**Do this:** Could you recast the lines from the one containing "Every instance of the man's" through the one containing "Every instance of the pale", both included, as a JSON list of strings, one string per line, leaving out blank lines?

**Information provided:**
----
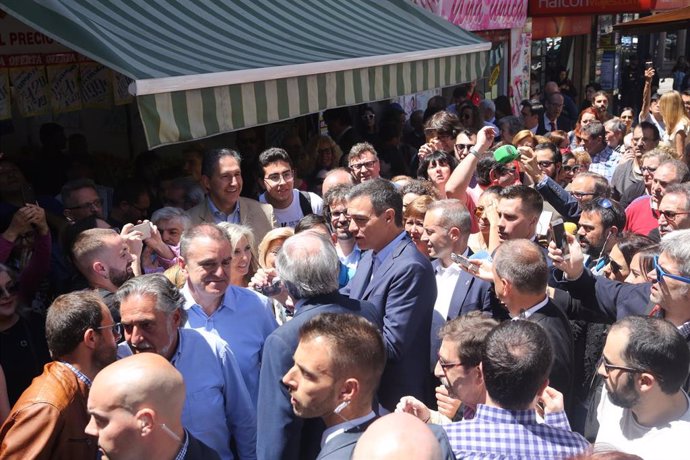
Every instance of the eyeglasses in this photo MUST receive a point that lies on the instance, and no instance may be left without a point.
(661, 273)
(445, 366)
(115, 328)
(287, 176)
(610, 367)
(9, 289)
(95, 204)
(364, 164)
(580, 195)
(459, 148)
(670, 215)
----
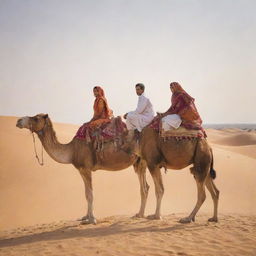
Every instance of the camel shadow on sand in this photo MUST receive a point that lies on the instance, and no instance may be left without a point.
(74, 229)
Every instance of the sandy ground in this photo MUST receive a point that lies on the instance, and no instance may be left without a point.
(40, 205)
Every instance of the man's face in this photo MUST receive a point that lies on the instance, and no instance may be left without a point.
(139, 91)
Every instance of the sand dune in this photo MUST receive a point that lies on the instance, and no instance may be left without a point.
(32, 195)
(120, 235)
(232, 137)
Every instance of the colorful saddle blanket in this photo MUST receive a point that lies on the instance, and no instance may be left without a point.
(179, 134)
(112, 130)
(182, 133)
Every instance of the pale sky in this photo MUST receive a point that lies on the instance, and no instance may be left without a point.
----
**Output for this task:**
[
  "Every instance of the man's face in this photo MUST receive a point that lies on the instance, and no instance may be left without a point.",
  "(139, 91)",
  "Every instance of the sand dune in this photo MUST receive a point that lies on the instance, and no instance may be left without a point.",
  "(32, 195)",
  "(120, 235)",
  "(232, 137)",
  "Every instance of the colorful saddle blanket in this photo MUST receive a point that lies on the instance, and no instance may be left without a point.",
  "(179, 134)",
  "(112, 130)",
  "(182, 133)",
  "Every instance of the pale sky in this photo MUST receive a point that lies on the instance, and no instance may be left without a point."
]